__TRAVAIL DEMANDÉ__.
a – Dans l'extrait sur les réactions diplomatiques à l'offensive à Gaza, quelle fonction est attribuée à David Lammy ?
b – Recopiez mot pour mot le passage de l'extrait sur les réactions diplomatiques à l'offensive à Gaza, depuis « Que faut-il vraiment » jusqu'à « britannique, David Lammy. » inclus.
c – Rédigez la suite de l'extrait sur les réactions diplomatiques à l'offensive à Gaza en reprenant après sa dernière phrase.

__EXTRAIT CHOISI__.
- - - - -
Sommes-nous à la veille d’un tournant diplomatique et géopolitique majeur, que ce soit chez les Européens qui fustigent l’escalade à Gaza ou à la Maison-Blanche, qui a menacé de ne plus soutenir Tel-Aviv ?
Tournants diplomatique et géopolitique ?
Alors que l’indignation mondiale s’amplifie au moment où, jour après jour, les opérations militaires de Tsahal s’accentuent dans la bande de Gaza, malgré des appels incessants à leur arrêt, des réactions commencent à se faire entendre.
Que faut-il vraiment en penser ? Sommes-nous à la veille d’un tournant diplomatique et géopolitique majeur, que ce soit chez les Européens ou à la Maison-Blanche, qui a menacé de ne plus soutenir Tel-Aviv ?
Une escalade « moralement injustifiable » pour Londres
Ainsi, après avoir convoqué l’ambassadrice d’Israël suite à l’intensification de l’offensive contre les civils, le gouvernement britannique a suspendu mardi les négociations de libre-échange avec Israël et imposé des sanctions aux colons de Cisjordanie, quelques heures après avoir promis des « actions concrètes » si Israël ne mettait pas fin à sa nouvelle offensive militaire à Gaza.
L’escalade de l’offensive est « moralement injustifiable, totalement disproportionnée et contre-productive », a fustigé le chef de la diplomatie britannique, David Lammy.
Et puis, les Vingt-Sept ont décidé de réexaminer leur accord d’association avec Israël. Une décision qui a beaucoup tardé, car pendant que Donald Trump faisait fructifier son business au sein des monarchies du Golfe, les Européens ont certainement compris qu’ils avaient beaucoup à gagner – et surtout beaucoup à perdre – avec le monde arabe.
- - - - -
__DONNÉES FOURNIES__.
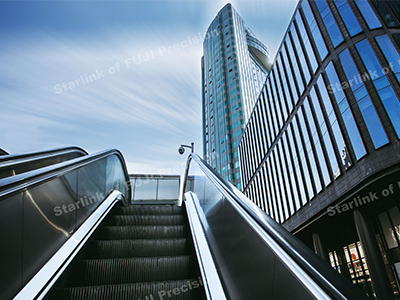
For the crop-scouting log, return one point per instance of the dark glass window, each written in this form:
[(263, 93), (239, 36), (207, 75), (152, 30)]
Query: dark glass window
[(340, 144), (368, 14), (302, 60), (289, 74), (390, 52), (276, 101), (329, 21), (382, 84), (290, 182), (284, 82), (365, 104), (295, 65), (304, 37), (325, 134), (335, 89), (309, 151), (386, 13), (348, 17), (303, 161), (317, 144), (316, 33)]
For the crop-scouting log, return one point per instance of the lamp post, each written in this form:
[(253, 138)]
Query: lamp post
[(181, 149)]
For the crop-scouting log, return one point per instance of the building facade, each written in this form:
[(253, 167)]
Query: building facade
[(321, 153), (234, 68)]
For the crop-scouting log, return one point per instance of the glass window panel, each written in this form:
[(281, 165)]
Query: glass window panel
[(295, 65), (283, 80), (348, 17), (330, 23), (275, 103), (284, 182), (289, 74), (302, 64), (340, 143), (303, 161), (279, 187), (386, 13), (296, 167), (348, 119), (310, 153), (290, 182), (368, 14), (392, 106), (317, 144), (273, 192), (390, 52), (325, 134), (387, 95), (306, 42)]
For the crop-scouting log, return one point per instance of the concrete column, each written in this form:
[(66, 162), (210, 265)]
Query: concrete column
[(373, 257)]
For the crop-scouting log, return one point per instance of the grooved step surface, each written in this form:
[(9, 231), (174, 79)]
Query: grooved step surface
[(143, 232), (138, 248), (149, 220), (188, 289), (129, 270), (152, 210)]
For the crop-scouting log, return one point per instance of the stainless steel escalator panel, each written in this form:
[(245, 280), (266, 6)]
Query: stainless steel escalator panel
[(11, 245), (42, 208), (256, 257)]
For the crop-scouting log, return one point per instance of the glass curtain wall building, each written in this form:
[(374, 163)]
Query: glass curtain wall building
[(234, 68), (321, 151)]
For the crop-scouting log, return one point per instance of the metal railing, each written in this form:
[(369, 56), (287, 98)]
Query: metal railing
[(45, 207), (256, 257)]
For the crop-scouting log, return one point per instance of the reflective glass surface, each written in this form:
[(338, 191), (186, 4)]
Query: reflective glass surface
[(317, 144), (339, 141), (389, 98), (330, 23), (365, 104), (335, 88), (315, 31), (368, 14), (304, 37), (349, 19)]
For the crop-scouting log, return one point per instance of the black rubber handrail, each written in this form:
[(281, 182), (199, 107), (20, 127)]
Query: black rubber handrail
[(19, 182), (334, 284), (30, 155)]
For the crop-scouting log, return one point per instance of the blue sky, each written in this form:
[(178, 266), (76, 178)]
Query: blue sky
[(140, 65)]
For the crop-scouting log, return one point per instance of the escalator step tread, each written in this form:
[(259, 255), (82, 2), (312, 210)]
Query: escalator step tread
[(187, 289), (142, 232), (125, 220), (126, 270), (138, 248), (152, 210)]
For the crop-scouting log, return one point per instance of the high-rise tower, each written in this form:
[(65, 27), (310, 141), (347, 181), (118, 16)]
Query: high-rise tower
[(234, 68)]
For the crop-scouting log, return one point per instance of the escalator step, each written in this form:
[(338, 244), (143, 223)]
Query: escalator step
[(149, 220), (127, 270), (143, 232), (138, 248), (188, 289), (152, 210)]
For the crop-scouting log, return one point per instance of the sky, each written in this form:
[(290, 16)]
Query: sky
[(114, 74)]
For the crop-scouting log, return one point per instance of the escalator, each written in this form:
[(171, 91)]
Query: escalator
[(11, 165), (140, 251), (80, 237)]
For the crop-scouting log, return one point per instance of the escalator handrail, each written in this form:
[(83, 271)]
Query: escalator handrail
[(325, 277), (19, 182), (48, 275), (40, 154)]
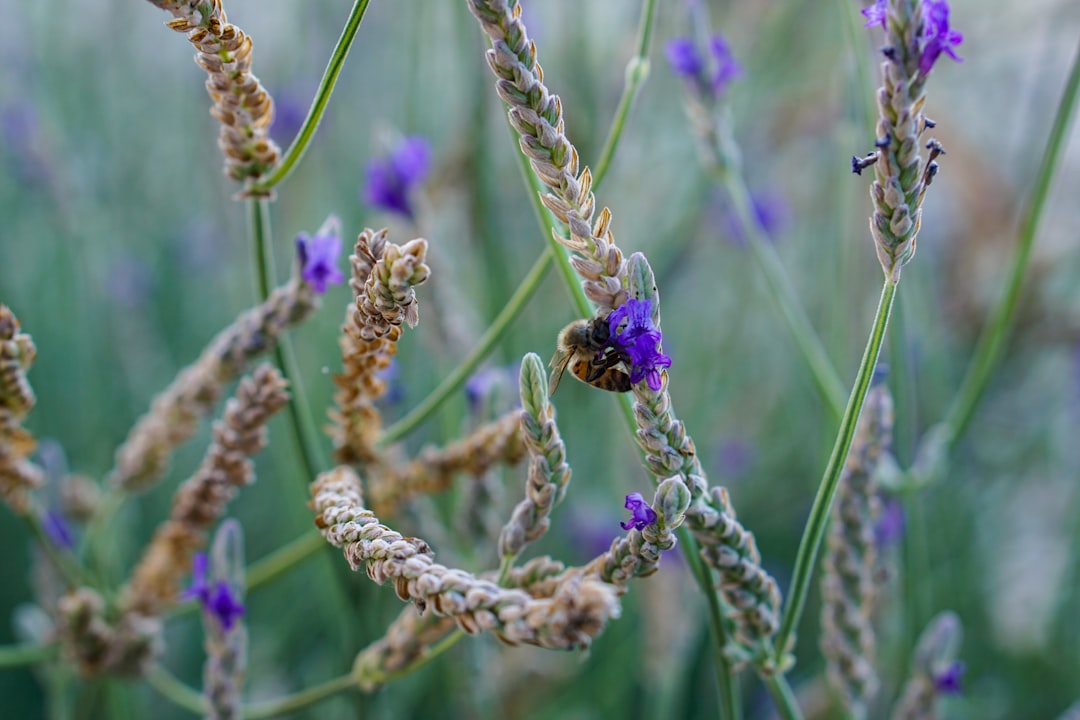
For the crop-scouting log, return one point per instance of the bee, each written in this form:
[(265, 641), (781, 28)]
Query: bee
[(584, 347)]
- - - - -
__RÉPONSES PAR CONSIGNE__.
a – Il est le chef de la diplomatie britannique.

b –
Que faut-il vraiment en penser ? Sommes-nous à la veille d’un tournant diplomatique et géopolitique majeur, que ce soit chez les Européens ou à la Maison-Blanche, qui a menacé de ne plus soutenir Tel-Aviv ?
Une escalade « moralement injustifiable » pour Londres
Ainsi, après avoir convoqué l’ambassadrice d’Israël suite à l’intensification de l’offensive contre les civils, le gouvernement britannique a suspendu mardi les négociations de libre-échange avec Israël et imposé des sanctions aux colons de Cisjordanie, quelques heures après avoir promis des « actions concrètes » si Israël ne mettait pas fin à sa nouvelle offensive militaire à Gaza.
L’escalade de l’offensive est « moralement injustifiable, totalement disproportionnée et contre-productive », a fustigé le chef de la diplomatie britannique, David Lammy.

c –
L’Union européenne a ainsi annoncé mardi qu’elle allait lancer un réexamen de son accord d’association avec Israël à la lumière des derniers événements à Gaza, à l’issue d’une journée où se sont multipliées en Europe les prises de parole fustigeant l’offensive de l’État hébreu dans l’enclave palestinienne.
Mais il faut reconnaître que la question de la suspension des accords d’association avec Israël est sur la table depuis quelques années, et c’est certainement l’obstination de Netanyahou à poursuivre aveuglément sa campagne génocidaire qui a précipité la décision de l’exécutif européen.
Le jour où l’UE a décidé de réexaminer son accord d’association avec Israël
Si la Commission estime qu’Israël ne respecte pas ses engagements en matière de droits de l’homme, elle devra proposer des mesures pouvant aller jusqu’à une suspension de ce texte, signé en 1995, qui régit les relations politiques et commerciales des Vingt-Sept avec l’État hébreu.
Mi-février 2024, quatre mois après les attaques commises par le Hamas le 7 octobre 2023, Pedro Sánchez, le chef du gouvernement espagnol, et Leo Varadkar, son homologue irlandais, demandaient dans une lettre à la Commission européenne d’entreprendre un « examen urgent pour déterminer si Israël respecte ses obligations, y compris dans le cadre de l’accord d’association UE-Israël ».
Au regard des multiples violations du droit humanitaire par l’armée israélienne dans la bande de Gaza, documentées par les ONG, et des quelque 28 000 victimes palestiniennes alors comptabilisées, les deux dirigeants s’interrogeaient sur le respect de ce texte.
Celui-ci régit depuis 1995 à la fois la relation politique entre les deux partenaires et la libéralisation de leurs échanges commerciaux. Il stipule, à l’article 2, que les signataires s’obligent au « respect des droits de l’homme et des principes démocratiques ». La Commission avait alors ignoré la missive des deux Premiers ministres.
Quinze mois plus tard, mardi 20 mai, à Bruxelles, alors que la bande de Gaza est sous blocus humanitaire depuis onze semaines et que le bilan humain dépasse désormais les 52 000 morts, des civils en majorité, Kaja Kallas, la cheffe de la diplomatie européenne, a annoncé l’examen par la Commission du respect par Israël de leur accord d’association.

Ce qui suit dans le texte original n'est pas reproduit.